### Teks Tersedia
━━━━━━

Suatu konflik dalam rumah tangga bisa berlangsung sementara atau mengakibatkan kerusakan permanen bila disikapi dengan cara yang salah.
Salah satu sikap salah yang malah memperkeruh keadaan adalah mengeluh dan menjelek-jelekkan pasangan kepada orang-orang atau khalayak umum.
Kepada orang yang cenderung tidak netral dalam menilai, misalnya kepada orang tua dan keluarga besar sendiri. Kepada orang yang tidak berkompeten menyelesaikan masalah, misalnya kepada anak-anak, teman atau tetangga. Bahkan kepada orang yang tidak berkepentingan, misalnya orang yang baru kenal di pasar atau netizen yang baca keluhan istri bila di share di media sosial.
Mungkin sang istri hanya ingin mencurahkan kegundahan hatinya. Atau mungkin berniat untuk balas dendam kepada suaminya. Karena tak kuasa membalas dengan cara lain, menjelekan suami dianggap menjadi cara paling ampuh.

━━━━━━

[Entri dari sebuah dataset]
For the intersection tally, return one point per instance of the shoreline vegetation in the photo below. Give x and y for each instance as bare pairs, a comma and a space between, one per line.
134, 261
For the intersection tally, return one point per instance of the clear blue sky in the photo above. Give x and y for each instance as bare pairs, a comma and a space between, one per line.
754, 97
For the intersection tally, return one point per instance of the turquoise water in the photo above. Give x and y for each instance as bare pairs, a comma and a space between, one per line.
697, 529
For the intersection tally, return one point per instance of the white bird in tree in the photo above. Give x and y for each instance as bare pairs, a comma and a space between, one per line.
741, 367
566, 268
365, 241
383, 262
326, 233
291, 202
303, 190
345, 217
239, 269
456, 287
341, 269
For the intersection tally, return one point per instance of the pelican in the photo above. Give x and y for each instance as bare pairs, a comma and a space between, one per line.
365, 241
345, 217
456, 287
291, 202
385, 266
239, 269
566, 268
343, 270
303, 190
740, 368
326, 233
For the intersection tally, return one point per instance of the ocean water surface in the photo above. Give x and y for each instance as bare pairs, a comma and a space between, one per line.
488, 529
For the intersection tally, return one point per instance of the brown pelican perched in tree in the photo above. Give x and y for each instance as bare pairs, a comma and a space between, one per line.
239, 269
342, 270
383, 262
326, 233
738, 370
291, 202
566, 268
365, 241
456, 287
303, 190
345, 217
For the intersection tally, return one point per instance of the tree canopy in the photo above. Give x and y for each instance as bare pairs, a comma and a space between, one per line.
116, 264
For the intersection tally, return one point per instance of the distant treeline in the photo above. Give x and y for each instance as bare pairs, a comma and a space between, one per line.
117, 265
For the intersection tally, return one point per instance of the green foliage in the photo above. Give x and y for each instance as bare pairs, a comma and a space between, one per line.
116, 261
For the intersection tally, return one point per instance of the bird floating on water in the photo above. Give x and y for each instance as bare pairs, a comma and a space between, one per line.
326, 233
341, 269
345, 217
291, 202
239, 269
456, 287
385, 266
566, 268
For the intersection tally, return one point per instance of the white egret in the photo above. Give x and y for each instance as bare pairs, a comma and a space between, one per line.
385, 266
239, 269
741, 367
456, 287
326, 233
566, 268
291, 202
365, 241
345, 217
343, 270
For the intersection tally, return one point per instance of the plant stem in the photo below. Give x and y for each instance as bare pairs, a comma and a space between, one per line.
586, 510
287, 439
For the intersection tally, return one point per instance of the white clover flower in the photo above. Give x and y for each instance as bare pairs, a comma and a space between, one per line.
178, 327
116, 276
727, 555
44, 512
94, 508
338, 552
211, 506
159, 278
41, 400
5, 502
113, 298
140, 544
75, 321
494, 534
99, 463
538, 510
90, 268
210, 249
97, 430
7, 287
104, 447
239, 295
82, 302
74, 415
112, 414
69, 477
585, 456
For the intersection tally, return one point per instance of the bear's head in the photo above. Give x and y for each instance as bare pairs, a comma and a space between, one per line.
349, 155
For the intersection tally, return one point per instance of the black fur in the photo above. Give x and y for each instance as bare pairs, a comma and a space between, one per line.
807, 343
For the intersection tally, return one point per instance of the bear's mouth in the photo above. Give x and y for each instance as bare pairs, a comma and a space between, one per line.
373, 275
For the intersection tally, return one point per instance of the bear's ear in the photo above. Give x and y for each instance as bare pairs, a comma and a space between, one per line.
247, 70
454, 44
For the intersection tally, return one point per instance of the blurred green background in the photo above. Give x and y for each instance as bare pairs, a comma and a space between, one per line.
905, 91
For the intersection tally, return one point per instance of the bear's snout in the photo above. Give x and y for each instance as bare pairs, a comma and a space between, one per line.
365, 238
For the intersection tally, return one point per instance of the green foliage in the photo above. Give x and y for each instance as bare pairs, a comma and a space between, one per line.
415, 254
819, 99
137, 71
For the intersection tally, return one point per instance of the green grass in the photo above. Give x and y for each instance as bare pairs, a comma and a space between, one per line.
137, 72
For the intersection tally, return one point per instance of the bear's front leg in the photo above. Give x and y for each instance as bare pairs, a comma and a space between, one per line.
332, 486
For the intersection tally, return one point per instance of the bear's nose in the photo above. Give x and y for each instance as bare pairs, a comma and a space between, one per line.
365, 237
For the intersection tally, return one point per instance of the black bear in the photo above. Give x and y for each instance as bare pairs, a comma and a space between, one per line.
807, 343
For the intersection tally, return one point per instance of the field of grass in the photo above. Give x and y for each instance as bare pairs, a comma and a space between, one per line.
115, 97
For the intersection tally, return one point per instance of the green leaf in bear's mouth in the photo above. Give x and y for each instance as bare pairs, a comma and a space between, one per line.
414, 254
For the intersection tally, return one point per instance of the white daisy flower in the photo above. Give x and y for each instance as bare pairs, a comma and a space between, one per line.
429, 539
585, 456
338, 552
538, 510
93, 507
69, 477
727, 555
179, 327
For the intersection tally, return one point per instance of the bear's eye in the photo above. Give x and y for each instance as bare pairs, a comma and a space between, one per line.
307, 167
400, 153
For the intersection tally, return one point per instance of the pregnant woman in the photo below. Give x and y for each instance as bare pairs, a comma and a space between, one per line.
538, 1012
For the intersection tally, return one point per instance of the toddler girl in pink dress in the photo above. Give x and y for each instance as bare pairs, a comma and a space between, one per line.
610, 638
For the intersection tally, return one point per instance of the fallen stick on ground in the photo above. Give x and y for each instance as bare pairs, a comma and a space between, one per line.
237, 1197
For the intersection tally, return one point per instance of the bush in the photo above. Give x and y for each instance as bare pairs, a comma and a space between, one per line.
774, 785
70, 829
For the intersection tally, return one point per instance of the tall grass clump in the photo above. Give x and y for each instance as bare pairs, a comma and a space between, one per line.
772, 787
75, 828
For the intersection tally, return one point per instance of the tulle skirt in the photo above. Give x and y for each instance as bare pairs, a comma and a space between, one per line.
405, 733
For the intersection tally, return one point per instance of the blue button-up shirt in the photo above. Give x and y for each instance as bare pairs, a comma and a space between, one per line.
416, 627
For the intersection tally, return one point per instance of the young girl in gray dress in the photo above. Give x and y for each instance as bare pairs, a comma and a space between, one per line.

━━━━━━

### Soal Latihan 1
Jawablah pertanyaan berikut berdasarkan teks tentang konflik rumah tangga.
(a) Sikap salah apa yang disebut malah memperkeruh keadaan?
(b) Siapa saja yang dicontohkan sebagai orang yang tidak berkompeten menyelesaikan masalah?
(c) Jika istri tak kuasa membalas dengan cara lain, cara apa yang dianggap paling ampuh?
### Soal Latihan 2
Tuliskan ulang tanpa perubahan bagian teks tentang konflik rumah tangga dari "Kepada orang yang cenderung" sampai "cara paling ampuh.".

### Jawaban Tertulis 1
(a) Mengeluh dan menjelek-jelekkan pasangan kepada orang-orang atau khalayak umum.
(b) Anak-anak, teman atau tetangga.
(c) Menjelekan suami.

### Jawaban Tertulis 2
Kepada orang yang cenderung tidak netral dalam menilai, misalnya kepada orang tua dan keluarga besar sendiri. Kepada orang yang tidak berkompeten menyelesaikan masalah, misalnya kepada anak-anak, teman atau tetangga. Bahkan kepada orang yang tidak berkepentingan, misalnya orang yang baru kenal di pasar atau netizen yang baca keluhan istri bila di share di media sosial.
Mungkin sang istri hanya ingin mencurahkan kegundahan hatinya. Atau mungkin berniat untuk balas dendam kepada suaminya. Karena tak kuasa membalas dengan cara lain, menjelekan suami dianggap menjadi cara paling ampuh.